DOCUMENT TEXT:
The Senate and the House will need to reconcile their different versions of the appropriations budgets via the conference committee, Fox said.
“They will determine what elements to keep from both the House and Senate Appropriations budgets,” he said.
“It comes down to eight lawmakers,” Fox added.
“At the end of the day, it’s going to be Congressional leadership sitting in a room, and they’re going to be looking at what’s different and what’s not, and given the support, given the advocacy that we’ve seen coming from the left, right and center in supporting the continuation of this very simple policy, I’m cautiously optimistic that it will be included,” Strekal added.
Congressional Efforts and DOJ’s Stance
Sixty-six members of Congress have sent a letter to House Speaker Paul Ryan, Senate Majority Leader Mitch McConnell, House Minority Leader Nancy Pelosi and Senate Minority Leader Chuck Schumer to urge them to keep federal protections for the 46 states that have implemented medical cannabis programs, according to NORML’s website.
Attorney General Jeff Sessions said Nov. 29 that the DOJ was analyzing ways to work toward a “rational” marijuana policy, CNN reported. Sessions did not elaborate, but noted that he views marijuana as “detrimental” and that consumption is still illegal under federal regulations.

EXTRACTED INFORMATION:

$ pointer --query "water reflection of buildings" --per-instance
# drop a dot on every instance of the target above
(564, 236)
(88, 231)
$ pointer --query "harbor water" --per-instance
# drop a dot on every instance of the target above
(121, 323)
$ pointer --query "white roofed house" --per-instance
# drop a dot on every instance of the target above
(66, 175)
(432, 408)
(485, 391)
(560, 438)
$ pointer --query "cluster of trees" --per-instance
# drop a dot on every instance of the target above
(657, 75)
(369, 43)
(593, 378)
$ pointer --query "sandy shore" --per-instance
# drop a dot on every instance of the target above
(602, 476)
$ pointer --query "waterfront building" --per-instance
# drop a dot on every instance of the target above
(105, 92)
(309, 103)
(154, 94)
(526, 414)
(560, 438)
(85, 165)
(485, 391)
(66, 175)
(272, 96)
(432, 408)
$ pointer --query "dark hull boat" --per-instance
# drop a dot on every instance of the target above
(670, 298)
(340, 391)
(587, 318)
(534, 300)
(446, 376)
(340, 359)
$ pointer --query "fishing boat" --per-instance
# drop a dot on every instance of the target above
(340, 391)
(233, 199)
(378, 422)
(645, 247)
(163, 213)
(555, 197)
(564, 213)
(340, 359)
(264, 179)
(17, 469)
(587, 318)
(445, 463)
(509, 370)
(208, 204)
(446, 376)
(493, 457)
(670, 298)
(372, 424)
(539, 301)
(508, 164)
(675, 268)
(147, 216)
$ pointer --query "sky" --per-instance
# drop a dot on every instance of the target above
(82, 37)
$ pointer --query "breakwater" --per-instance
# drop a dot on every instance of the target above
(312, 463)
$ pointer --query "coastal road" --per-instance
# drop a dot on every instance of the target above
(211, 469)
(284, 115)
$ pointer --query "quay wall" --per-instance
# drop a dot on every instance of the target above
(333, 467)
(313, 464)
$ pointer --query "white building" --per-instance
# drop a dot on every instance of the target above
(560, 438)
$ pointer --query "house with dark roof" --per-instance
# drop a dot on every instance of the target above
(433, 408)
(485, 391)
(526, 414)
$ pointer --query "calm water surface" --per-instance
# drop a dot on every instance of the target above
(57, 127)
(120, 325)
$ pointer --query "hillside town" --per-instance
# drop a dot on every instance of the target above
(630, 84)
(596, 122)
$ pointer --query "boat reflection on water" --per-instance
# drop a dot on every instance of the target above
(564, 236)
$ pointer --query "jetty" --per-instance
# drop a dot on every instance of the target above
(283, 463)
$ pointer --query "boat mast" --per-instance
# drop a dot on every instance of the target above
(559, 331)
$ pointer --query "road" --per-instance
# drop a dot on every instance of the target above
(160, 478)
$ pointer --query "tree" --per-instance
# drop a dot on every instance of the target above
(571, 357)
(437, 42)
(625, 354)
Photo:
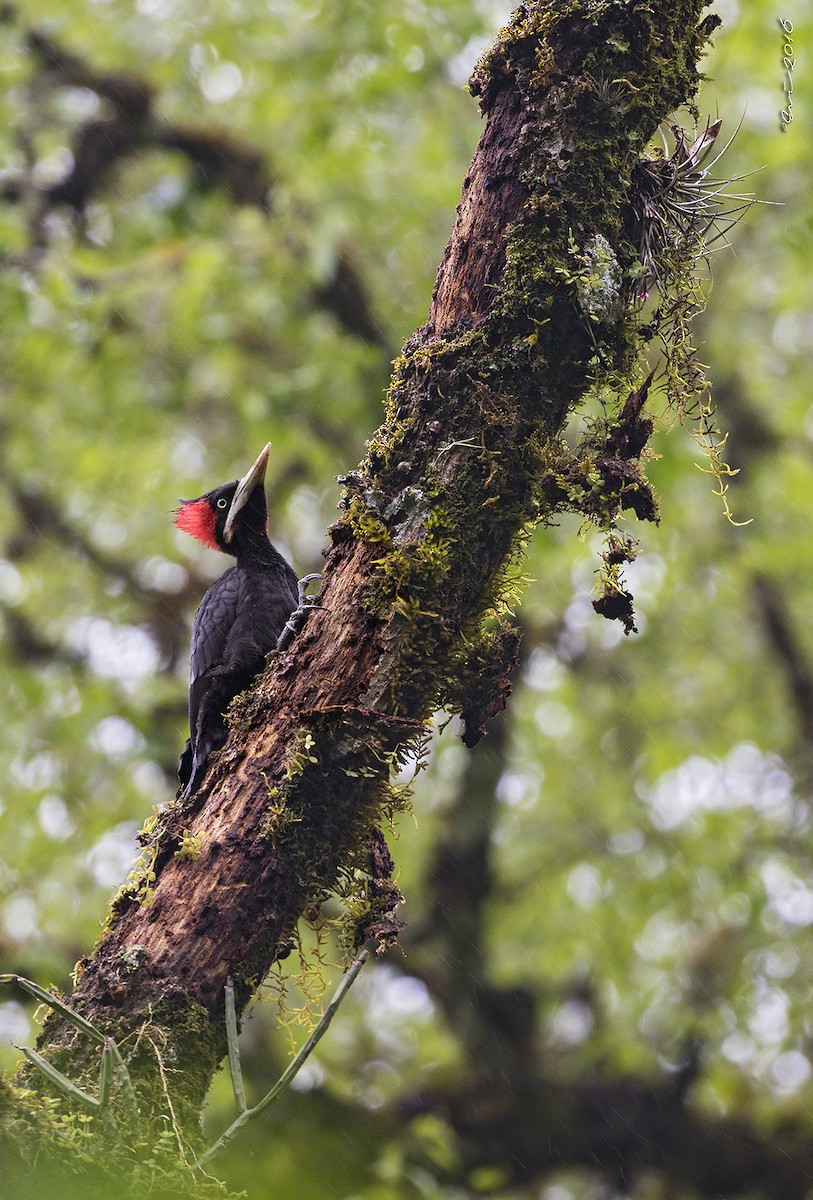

PROBLEM STATEMENT: Continue the piece on federal protections for medical cannabis, picking up right after its last sentence.

RESULT OF THE TASK:
The DOJ and Attorney General do not have any final say in the federal appropriations budget, Fox noted, although they could affect the industry in other ways.
“National politics has been fairly unpredictable, and there are several things the DOJ could do that would have a negative impact on patient access and future progress that don’t have as bad of optics as widespread SWAT raids,” Fox said. “For instance, they could send letters to landlords of marijuana businesses threatening asset forfeiture if they continue to rent to their current clients, or go after ancillary businesses.”
This kind of federal crackdown could create fear for the industry, patient involvement and further reform in states that do not yet have effective medical marijuana programs, Fox added.
Efforts Toward Federal Legalization
Should the amendment be dropped from the final appropriations budget, Fox said businesses can best protect themselves by lobbying to Congress to make a permanent change to federal law.
“It has long been established that the federal government has the legal right to enforce federal law in the states,” Fox said. “This amendment merely does not allow the DOJ to use any resources to do so in the case of individuals or businesses that are in compliance with state law. I think the best way businesses can protect themselves is to lobby Congress to make a permanent change similar to what this amendment does, so that it doesn’t have to be renewed every year in Appropriations.”
State-legal cannabis businesses should also make every effort to be in compliance with state law, Fox added, so that if the DOJ does start cracking down, they will have nothing to scrutinize.
Strekal agreed that the best way for cannabis businesses to protect themselves is for marijuana to be de-scheduled from the Controlled Substances Act, and noted that although the Rohrabacher-Blumenauer amendment protects medical marijuana businesses, there are no federal protections for adult-use businesses.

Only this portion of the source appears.